■ Job a ■
Gather every line of the entries that contains the string "tail", matching case exactly, and copy each one out.

On October 10, 2014, the Company executed a stock purchase agreement for the sale of all of the stock of its wholly-owned subsidiary, Energy West Wyoming, Inc. (“EWW”), to Cheyenne Light, Fuel and Power Company (“Cheyenne”). EWW has historically been included in the Company’s Natural Gas Operations segment. In conjunction with this sale, the Company’s Energy West Development, Inc. subsidiary, entered into an asset purchase agreement for the sale of the transmission pipeline system known as the Shoshone Pipeline and the gathering pipeline system known as the Glacier Pipeline and certain other assets directly used in the operation of the pipelines (together the “Pipeline Assets”) to Black Hills Exploration and Production, Inc. (“Black Hills”), an affiliate of Cheyenne. The Pipeline Assets have historically comprised the entirety of the Company’s Pipeline segment. As a result of EWW and the Pipeline Asset’s classification as discontinued operations, their results have been included in Corporate & Other segment for all periods presented. On July 1, 2015, the transaction was completed and the Company received $14.6 million for the sale of EWW and $1.2 million for the sale of the Pipeline Assets.

■ Task material ■
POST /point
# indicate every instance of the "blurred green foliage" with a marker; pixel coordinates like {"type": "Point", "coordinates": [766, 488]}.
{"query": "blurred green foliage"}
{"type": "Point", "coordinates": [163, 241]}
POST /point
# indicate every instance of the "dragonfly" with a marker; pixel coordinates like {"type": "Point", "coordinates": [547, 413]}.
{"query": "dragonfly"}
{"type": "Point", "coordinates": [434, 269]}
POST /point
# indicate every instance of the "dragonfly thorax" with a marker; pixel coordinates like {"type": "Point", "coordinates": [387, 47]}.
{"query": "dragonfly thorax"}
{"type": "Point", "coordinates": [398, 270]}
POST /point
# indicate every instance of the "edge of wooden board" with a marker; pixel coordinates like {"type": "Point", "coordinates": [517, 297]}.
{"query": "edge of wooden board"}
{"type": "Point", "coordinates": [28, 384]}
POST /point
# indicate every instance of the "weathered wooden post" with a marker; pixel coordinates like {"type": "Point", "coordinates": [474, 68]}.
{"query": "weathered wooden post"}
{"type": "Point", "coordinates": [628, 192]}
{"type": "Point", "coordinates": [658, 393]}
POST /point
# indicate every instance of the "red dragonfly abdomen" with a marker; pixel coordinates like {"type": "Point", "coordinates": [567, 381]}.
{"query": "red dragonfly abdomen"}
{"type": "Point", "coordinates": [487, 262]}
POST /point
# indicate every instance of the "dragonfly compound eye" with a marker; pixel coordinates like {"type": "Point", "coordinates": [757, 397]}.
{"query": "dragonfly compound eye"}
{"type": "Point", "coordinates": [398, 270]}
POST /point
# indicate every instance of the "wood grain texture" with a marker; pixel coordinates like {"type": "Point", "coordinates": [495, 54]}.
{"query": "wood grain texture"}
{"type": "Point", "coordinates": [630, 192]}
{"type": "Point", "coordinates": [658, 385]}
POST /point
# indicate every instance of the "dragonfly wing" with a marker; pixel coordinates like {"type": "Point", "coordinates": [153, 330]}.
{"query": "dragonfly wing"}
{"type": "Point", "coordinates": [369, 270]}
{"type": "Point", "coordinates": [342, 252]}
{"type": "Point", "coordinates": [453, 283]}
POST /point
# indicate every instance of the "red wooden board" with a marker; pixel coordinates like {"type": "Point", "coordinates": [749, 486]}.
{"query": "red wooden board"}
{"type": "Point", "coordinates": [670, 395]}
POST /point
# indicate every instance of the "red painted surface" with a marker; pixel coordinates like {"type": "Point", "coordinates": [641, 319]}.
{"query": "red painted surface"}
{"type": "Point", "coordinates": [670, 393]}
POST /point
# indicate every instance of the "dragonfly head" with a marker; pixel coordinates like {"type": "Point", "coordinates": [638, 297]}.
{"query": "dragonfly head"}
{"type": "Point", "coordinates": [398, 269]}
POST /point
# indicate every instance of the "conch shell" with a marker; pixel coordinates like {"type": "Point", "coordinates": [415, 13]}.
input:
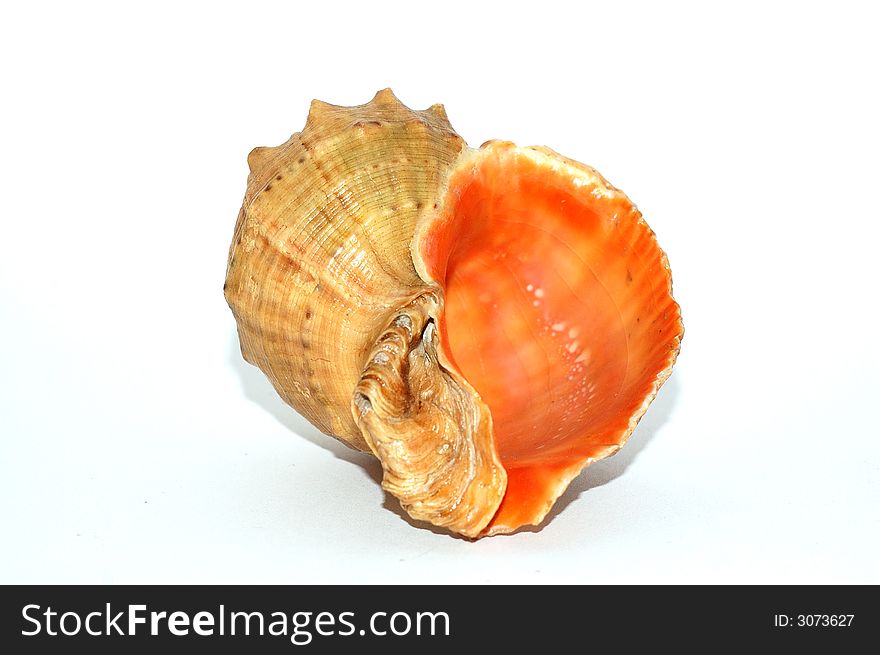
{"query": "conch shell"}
{"type": "Point", "coordinates": [486, 322]}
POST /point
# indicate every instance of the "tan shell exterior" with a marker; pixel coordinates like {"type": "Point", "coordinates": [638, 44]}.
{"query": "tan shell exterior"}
{"type": "Point", "coordinates": [322, 285]}
{"type": "Point", "coordinates": [335, 278]}
{"type": "Point", "coordinates": [317, 231]}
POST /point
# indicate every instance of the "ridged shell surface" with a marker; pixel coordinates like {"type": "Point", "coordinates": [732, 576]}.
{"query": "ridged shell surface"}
{"type": "Point", "coordinates": [321, 252]}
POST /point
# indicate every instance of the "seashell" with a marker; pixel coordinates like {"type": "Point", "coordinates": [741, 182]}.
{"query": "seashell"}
{"type": "Point", "coordinates": [487, 322]}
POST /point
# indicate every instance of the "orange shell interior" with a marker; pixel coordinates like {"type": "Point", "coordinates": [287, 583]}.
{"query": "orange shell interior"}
{"type": "Point", "coordinates": [558, 312]}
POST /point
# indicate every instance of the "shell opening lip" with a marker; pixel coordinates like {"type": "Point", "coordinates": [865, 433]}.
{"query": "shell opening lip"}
{"type": "Point", "coordinates": [558, 311]}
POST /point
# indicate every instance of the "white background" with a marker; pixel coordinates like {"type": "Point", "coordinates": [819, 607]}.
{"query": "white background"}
{"type": "Point", "coordinates": [139, 447]}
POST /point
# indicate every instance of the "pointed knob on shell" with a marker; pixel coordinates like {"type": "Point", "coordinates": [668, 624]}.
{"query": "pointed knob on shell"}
{"type": "Point", "coordinates": [486, 322]}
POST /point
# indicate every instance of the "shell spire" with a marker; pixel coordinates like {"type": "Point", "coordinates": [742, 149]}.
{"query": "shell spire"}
{"type": "Point", "coordinates": [485, 322]}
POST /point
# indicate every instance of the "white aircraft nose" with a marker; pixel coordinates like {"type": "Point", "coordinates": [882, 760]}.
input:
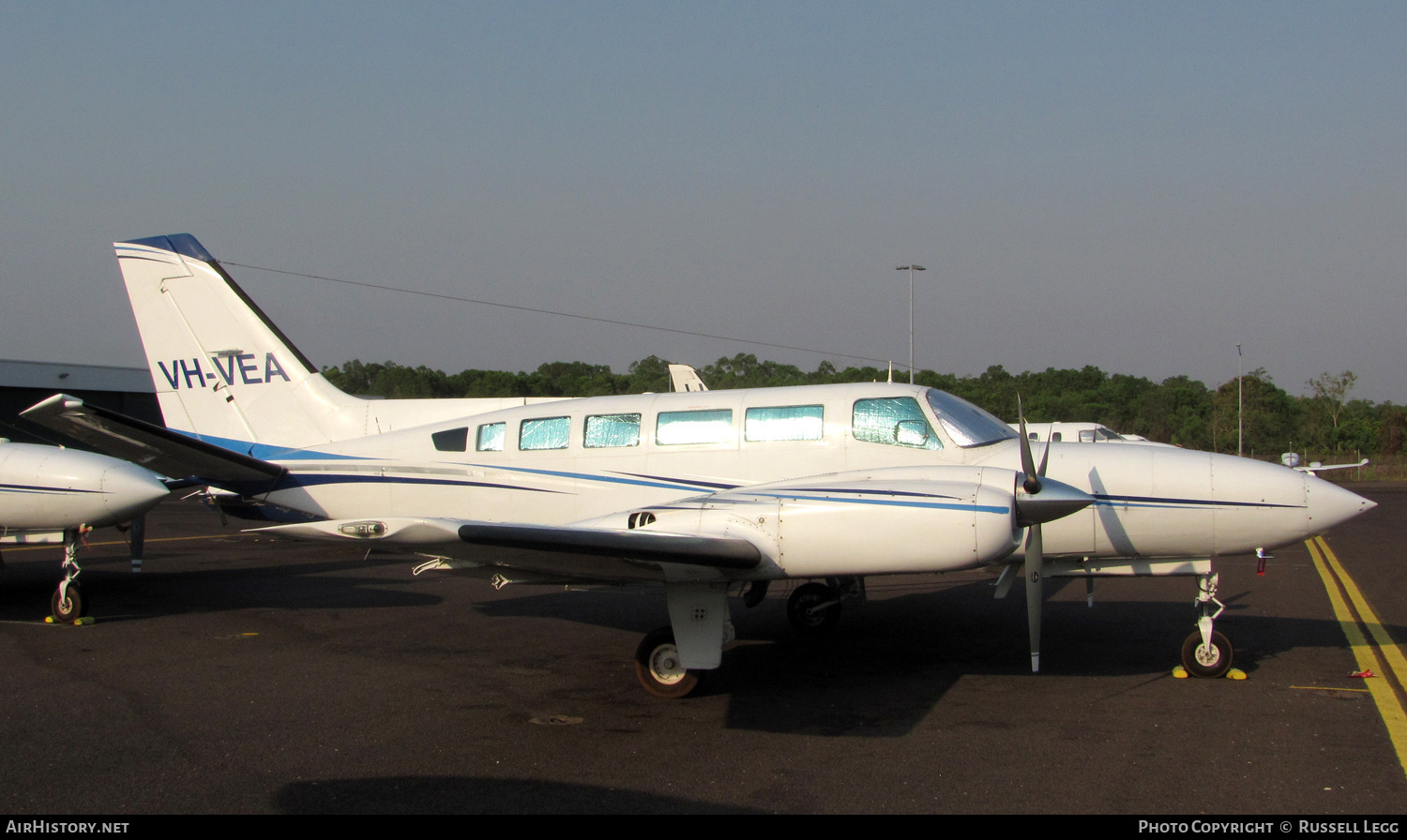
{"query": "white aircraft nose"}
{"type": "Point", "coordinates": [129, 490]}
{"type": "Point", "coordinates": [1330, 504]}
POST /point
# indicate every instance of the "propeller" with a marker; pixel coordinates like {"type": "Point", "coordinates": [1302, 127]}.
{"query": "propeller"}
{"type": "Point", "coordinates": [1046, 500]}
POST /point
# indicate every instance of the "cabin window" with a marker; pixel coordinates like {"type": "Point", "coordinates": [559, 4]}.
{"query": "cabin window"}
{"type": "Point", "coordinates": [452, 440]}
{"type": "Point", "coordinates": [782, 423]}
{"type": "Point", "coordinates": [965, 424]}
{"type": "Point", "coordinates": [490, 438]}
{"type": "Point", "coordinates": [549, 432]}
{"type": "Point", "coordinates": [694, 427]}
{"type": "Point", "coordinates": [897, 421]}
{"type": "Point", "coordinates": [613, 429]}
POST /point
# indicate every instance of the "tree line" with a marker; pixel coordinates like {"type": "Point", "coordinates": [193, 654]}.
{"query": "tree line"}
{"type": "Point", "coordinates": [1178, 410]}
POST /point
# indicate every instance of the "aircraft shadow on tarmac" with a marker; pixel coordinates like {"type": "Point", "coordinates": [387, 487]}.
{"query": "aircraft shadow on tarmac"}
{"type": "Point", "coordinates": [477, 795]}
{"type": "Point", "coordinates": [889, 662]}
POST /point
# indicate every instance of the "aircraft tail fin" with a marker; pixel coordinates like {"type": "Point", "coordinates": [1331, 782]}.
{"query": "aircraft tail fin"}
{"type": "Point", "coordinates": [222, 370]}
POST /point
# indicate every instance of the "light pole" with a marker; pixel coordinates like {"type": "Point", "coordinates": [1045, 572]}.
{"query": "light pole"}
{"type": "Point", "coordinates": [911, 269]}
{"type": "Point", "coordinates": [1240, 402]}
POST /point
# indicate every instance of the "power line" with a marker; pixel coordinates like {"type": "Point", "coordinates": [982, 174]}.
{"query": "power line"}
{"type": "Point", "coordinates": [469, 300]}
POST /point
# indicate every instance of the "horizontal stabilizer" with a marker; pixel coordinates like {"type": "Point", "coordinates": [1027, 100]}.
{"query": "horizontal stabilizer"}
{"type": "Point", "coordinates": [157, 448]}
{"type": "Point", "coordinates": [567, 550]}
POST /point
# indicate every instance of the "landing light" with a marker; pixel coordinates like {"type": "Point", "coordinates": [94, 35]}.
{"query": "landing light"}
{"type": "Point", "coordinates": [363, 530]}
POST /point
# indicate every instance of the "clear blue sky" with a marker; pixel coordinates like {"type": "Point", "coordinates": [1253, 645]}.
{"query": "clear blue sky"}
{"type": "Point", "coordinates": [1137, 186]}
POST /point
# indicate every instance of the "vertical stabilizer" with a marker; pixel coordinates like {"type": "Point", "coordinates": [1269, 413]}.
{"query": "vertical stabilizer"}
{"type": "Point", "coordinates": [222, 370]}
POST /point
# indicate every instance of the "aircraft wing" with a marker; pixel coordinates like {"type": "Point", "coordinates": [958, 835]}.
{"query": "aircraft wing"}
{"type": "Point", "coordinates": [157, 448]}
{"type": "Point", "coordinates": [540, 553]}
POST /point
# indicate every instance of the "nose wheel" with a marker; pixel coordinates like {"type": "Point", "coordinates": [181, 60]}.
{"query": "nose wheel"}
{"type": "Point", "coordinates": [658, 668]}
{"type": "Point", "coordinates": [68, 606]}
{"type": "Point", "coordinates": [1207, 653]}
{"type": "Point", "coordinates": [1207, 660]}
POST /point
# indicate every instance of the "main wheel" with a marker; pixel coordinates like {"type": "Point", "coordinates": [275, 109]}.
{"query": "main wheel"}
{"type": "Point", "coordinates": [68, 608]}
{"type": "Point", "coordinates": [1203, 660]}
{"type": "Point", "coordinates": [658, 668]}
{"type": "Point", "coordinates": [807, 612]}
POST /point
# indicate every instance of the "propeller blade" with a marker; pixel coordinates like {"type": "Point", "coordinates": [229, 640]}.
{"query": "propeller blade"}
{"type": "Point", "coordinates": [1033, 482]}
{"type": "Point", "coordinates": [1035, 592]}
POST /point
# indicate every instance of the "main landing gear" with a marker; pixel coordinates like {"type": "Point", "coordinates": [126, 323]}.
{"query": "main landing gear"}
{"type": "Point", "coordinates": [660, 668]}
{"type": "Point", "coordinates": [672, 662]}
{"type": "Point", "coordinates": [813, 609]}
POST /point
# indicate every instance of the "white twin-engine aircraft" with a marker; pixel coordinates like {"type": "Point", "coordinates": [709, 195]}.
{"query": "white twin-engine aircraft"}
{"type": "Point", "coordinates": [701, 491]}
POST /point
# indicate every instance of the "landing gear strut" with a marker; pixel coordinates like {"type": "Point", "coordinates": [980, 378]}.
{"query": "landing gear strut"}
{"type": "Point", "coordinates": [1207, 653]}
{"type": "Point", "coordinates": [68, 604]}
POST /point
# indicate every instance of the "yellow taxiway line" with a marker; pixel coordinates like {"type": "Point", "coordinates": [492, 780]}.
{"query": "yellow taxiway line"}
{"type": "Point", "coordinates": [1392, 663]}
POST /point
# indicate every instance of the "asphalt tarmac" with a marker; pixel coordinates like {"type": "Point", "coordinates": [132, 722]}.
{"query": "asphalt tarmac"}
{"type": "Point", "coordinates": [236, 674]}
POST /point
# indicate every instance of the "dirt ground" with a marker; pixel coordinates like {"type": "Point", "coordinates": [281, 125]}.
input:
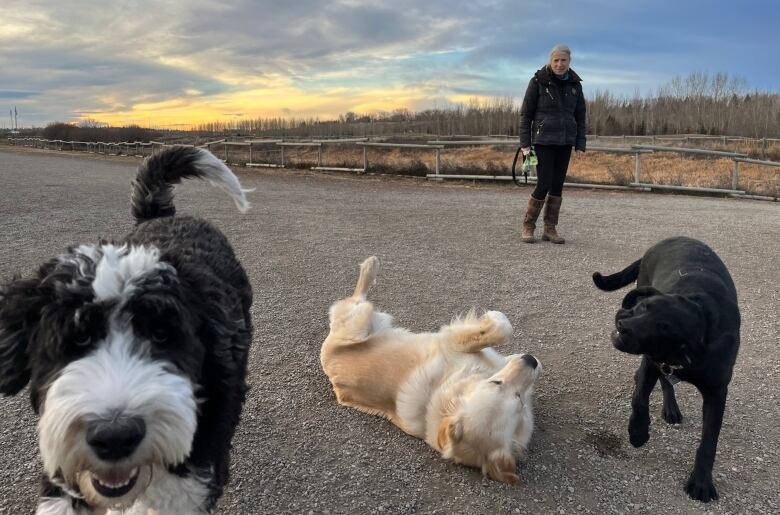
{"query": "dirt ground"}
{"type": "Point", "coordinates": [444, 248]}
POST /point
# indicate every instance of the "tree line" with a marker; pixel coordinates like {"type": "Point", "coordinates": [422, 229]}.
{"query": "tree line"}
{"type": "Point", "coordinates": [697, 104]}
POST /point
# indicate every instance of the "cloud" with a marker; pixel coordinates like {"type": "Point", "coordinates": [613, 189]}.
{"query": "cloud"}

■ Job b ■
For the passage on the sale of EWW and the Pipeline Assets, answer yes or no to whether each statement agrees with it, and quote the deciding words. (i) The Company received $1.2 million for the Pipeline Assets. (ii) EWW was sold to Black Hills Exploration and Production, Inc. (iii) EWW had historically been part of the Company's Pipeline segment.

■ Final answer a ■
# indicate every instance of the "aircraft tail fin" with a marker; pixel coordinates like {"type": "Point", "coordinates": [1331, 782]}.
{"query": "aircraft tail fin"}

■ Final answer b ■
(i) Yes: "$1.2 million for the sale of the Pipeline Assets"
(ii) No: "all of the stock of its wholly-owned subsidiary, Energy West Wyoming, Inc. (“EWW”), to Cheyenne Light, Fuel and Power Company"
(iii) No: "EWW has historically been included in the Company’s Natural Gas Operations segment"